**What you should do:** Write every entry out again exactly, please, and skip the pictures.

**Record excerpts:**
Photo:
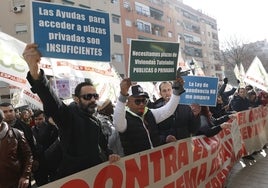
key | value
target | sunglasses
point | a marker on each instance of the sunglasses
(139, 101)
(89, 96)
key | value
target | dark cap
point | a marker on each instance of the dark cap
(136, 91)
(104, 104)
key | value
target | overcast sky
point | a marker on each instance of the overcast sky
(246, 20)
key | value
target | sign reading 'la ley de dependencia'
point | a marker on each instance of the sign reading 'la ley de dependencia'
(153, 61)
(71, 33)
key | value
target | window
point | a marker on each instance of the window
(117, 38)
(142, 9)
(128, 23)
(169, 20)
(114, 1)
(115, 19)
(129, 40)
(144, 26)
(117, 58)
(170, 34)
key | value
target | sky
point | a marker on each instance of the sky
(245, 20)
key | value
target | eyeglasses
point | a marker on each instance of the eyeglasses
(139, 101)
(89, 96)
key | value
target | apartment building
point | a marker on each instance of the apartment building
(164, 20)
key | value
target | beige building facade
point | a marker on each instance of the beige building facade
(164, 20)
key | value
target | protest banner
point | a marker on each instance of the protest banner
(192, 162)
(68, 32)
(153, 60)
(200, 90)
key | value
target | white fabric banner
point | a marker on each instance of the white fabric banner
(256, 75)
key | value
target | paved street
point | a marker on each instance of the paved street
(248, 174)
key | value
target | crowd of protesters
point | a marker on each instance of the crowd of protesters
(64, 139)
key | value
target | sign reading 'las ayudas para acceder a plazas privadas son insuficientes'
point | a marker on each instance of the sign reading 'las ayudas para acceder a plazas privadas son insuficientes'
(70, 32)
(153, 60)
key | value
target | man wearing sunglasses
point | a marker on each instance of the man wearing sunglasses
(137, 124)
(82, 142)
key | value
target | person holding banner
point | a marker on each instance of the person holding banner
(183, 123)
(15, 157)
(136, 123)
(82, 142)
(211, 126)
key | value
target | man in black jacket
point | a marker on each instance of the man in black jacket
(185, 121)
(82, 141)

**Response to the exercise:**
Photo:
key | value
target | sunglasses
point | a marker on each instance of the sunglasses
(139, 101)
(89, 96)
key | value
target | dark cap
point | a marker on each instance of the dark cap
(136, 91)
(104, 104)
key | value
target | overcast sky
point | a marker on each instance of the overcast sky
(246, 20)
key | value
target | sign reading 'la ley de dependencia'
point | a marker on each instance of the sign reading 'la ley de dependencia'
(153, 61)
(71, 33)
key | value
target | window
point | a marker on each instance of the window
(117, 38)
(142, 9)
(128, 23)
(169, 20)
(114, 1)
(115, 19)
(129, 40)
(144, 26)
(117, 58)
(170, 34)
key | value
target | sky
point | a marker on each instance of the sky
(245, 20)
key | value
target | eyeglasses
point | a marker on each instance of the eyeglasses
(139, 101)
(89, 96)
key | value
target | apartment building
point | a marker on each instance of the apartment building
(164, 20)
key | value
target | beige building facade
point | a marker on each instance of the beige building facade
(164, 20)
key | value
target | protest banner
point | a marker on each instance of the protest banner
(192, 162)
(68, 32)
(153, 60)
(200, 90)
key | value
target | white fabric banner
point | a marker on each instance of the white fabric banner
(256, 75)
key | value
target | paved street
point | a marker on each instance of the paved street
(248, 174)
key | value
target | crowd of protesters
point | a marker on each instance of the crowd of protesters
(64, 139)
key | value
target | sign reading 'las ayudas para acceder a plazas privadas son insuficientes'
point | a marker on each instance of the sign reading 'las ayudas para acceder a plazas privadas son insuficientes'
(70, 32)
(153, 60)
key | value
target | man wearing sunglasses
point | a marker on each instance of the man wearing sunglasses
(137, 124)
(82, 142)
key | value
target | person holding banner
point | a marker on each instance of the person holding banner
(183, 123)
(15, 157)
(136, 123)
(82, 142)
(211, 126)
key | value
target | man in black jacket
point | a marker on each instance of the man in black jacket
(185, 121)
(82, 141)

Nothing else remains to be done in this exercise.